**Work order**
Below is a set of records; restate each one word for word.

(Free-text object descriptions)
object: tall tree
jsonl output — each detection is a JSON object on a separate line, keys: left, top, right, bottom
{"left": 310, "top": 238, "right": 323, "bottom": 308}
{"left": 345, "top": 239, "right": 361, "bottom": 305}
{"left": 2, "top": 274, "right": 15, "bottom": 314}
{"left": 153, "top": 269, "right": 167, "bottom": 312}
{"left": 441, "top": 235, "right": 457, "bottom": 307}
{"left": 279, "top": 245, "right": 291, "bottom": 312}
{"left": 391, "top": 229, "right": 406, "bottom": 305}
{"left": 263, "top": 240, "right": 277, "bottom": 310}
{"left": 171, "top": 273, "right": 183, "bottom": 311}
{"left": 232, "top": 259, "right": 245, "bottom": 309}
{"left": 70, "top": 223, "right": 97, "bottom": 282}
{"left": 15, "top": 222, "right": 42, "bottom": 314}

**Result**
object: tall tree
jsonl output — each detection is a JSON object on a separate line, keys: left, top, right, bottom
{"left": 310, "top": 238, "right": 323, "bottom": 308}
{"left": 345, "top": 239, "right": 361, "bottom": 305}
{"left": 2, "top": 274, "right": 15, "bottom": 314}
{"left": 153, "top": 269, "right": 167, "bottom": 312}
{"left": 441, "top": 235, "right": 457, "bottom": 307}
{"left": 279, "top": 245, "right": 291, "bottom": 312}
{"left": 391, "top": 229, "right": 406, "bottom": 305}
{"left": 263, "top": 240, "right": 277, "bottom": 310}
{"left": 171, "top": 273, "right": 183, "bottom": 311}
{"left": 232, "top": 259, "right": 245, "bottom": 309}
{"left": 70, "top": 223, "right": 97, "bottom": 282}
{"left": 15, "top": 222, "right": 42, "bottom": 314}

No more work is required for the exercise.